Which lines come from the start of the records through the line that holds "Query: girl in black top"? Write them out word for word.

--- START ---

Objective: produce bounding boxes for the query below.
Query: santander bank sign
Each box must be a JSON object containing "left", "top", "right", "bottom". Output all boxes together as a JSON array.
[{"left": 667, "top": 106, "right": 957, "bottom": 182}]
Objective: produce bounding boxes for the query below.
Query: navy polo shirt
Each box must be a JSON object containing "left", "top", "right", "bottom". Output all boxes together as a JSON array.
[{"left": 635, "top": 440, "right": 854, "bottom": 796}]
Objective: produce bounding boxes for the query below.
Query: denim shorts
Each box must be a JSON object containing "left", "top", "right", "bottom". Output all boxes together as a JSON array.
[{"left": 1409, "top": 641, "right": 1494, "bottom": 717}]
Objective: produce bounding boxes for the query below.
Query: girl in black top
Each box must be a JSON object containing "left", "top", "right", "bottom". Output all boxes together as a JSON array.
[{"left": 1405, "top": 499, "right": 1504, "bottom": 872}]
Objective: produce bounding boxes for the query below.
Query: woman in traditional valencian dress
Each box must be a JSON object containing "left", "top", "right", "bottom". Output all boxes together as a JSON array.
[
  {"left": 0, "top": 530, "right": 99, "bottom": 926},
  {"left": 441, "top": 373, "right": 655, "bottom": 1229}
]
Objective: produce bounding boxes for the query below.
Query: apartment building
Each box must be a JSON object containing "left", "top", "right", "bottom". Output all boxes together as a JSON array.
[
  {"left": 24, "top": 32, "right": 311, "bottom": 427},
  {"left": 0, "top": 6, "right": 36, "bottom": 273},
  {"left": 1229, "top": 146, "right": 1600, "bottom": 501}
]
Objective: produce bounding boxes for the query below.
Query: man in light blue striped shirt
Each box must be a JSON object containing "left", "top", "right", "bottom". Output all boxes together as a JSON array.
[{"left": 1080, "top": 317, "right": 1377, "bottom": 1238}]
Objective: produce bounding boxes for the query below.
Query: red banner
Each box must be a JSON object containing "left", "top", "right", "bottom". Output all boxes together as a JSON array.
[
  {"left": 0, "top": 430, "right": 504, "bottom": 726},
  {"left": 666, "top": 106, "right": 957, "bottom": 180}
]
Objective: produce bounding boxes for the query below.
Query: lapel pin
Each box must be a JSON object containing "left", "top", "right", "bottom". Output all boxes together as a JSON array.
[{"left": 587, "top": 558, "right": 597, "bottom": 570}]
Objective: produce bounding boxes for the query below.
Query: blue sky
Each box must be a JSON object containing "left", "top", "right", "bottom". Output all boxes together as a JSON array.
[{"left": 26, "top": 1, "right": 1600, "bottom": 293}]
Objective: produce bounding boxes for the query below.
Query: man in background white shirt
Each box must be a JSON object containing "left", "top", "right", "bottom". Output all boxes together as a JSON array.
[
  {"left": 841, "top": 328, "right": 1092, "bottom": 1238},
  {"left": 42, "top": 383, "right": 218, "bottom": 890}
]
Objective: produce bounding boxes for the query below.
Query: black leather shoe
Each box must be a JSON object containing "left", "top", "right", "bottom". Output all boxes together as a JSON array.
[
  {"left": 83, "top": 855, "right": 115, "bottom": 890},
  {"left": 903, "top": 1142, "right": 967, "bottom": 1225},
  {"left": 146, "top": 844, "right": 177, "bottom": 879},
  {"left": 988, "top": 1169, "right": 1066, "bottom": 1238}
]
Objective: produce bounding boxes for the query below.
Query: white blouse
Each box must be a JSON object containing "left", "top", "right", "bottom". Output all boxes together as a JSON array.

--- END ---

*OUTPUT BELOW*
Objective: produce bounding boxes for the query below.
Query: santander bank sign
Each box must be a JSON object containing "left", "top", "right", "bottom". Output all boxes together as a JSON array.
[{"left": 667, "top": 106, "right": 957, "bottom": 182}]
Objective: produce bounding boxes for the query below.
Query: navy polo shirt
Each box must be a JSON object containing "left", "top", "right", "bottom". Output all boxes together as a JSON array.
[{"left": 635, "top": 440, "right": 854, "bottom": 796}]
Objective: produce bounding boxes for the query below.
Query: denim shorts
Each box must be a JSON object containing "left", "top", "right", "bottom". Output all boxes together as a JSON array.
[{"left": 1409, "top": 641, "right": 1494, "bottom": 717}]
Objective: produce bounding boxes for the query below.
Query: girl in black top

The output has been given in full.